** Text passage **
[Paper] Systematic Evaluation of Black-Box Checking for Fast Bug Detection

Published: 1 week ago (December 8, 2025 at 06:10 AM EST)

4 min read

Source: arXiv

Source: arXiv - 2512.07434v1

Overview

The paper presents the first large‑scale, systematic study of Black‑Box Checking (BBC) – a technique that interleaves automata learning, model‑based testing, and model checking on every intermediate hypothesis. By evaluating BBC on 77 real‑world protocol and controller benchmarks, the authors show that it can uncover safety violations dramatically faster than traditional model‑based testing pipelines that only apply model checking at the end.

Key Contributions

Comprehensive empirical evaluation of BBC on a diverse set of 77 benchmark systems with known safety properties.
Quantitative evidence that BBC needs only ~3 % of the queries compared to a “learn‑then‑check” approach when the full model is learnable.
Demonstration that BBC remains effective even when the full model cannot be learned, detecting 94 % of safety violations in the challenging RERS 2019 industrial LTL suite.
Comparison with state‑of‑the‑art MBT algorithms, showing BBC’s superior ability to expose deep, hard‑to‑find bugs.
Open‑source implementation and a reproducible experimental setup for the community.

Methodology

Benchmark Selection – 77 systems drawn from real network protocol implementations and embedded controllers, each equipped with a set of safety properties expressed in LTL.
Black‑Box Checking Loop
- Active automata learning (e.g., L* or its variants) builds a hypothesis model from input/output queries.
- Model checking is run immediately on each hypothesis against the safety specifications.
- If a counterexample is found, it is turned into a concrete test case that is executed on the actual implementation, exposing a bug.
- Otherwise, the learning algorithm refines the hypothesis and the loop repeats.
Baselines – Two reference pipelines:
- Learn‑then‑check: learn the full model first, then run model checking once.
- Standard MBT: model‑based testing without systematic model checking on intermediate hypotheses.
Metrics – Number of queries (learning + testing), time to first bug detection, and bug‑coverage (percentage of safety violations discovered).
Tooling – The authors integrated existing learning libraries (LearnLib), model checkers (NuSMV/Spot), and test harnesses, releasing the whole stack as open source.

** Goal of the exercise **
Please give the share of safety violations that the paper summary says Black-Box Checking detected in the RERS 2019 industrial LTL suite. The material after this point has no connection to the paper summary.

** Information shown **
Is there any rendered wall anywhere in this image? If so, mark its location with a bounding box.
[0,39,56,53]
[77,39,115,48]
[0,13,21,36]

** Completed task **
94 %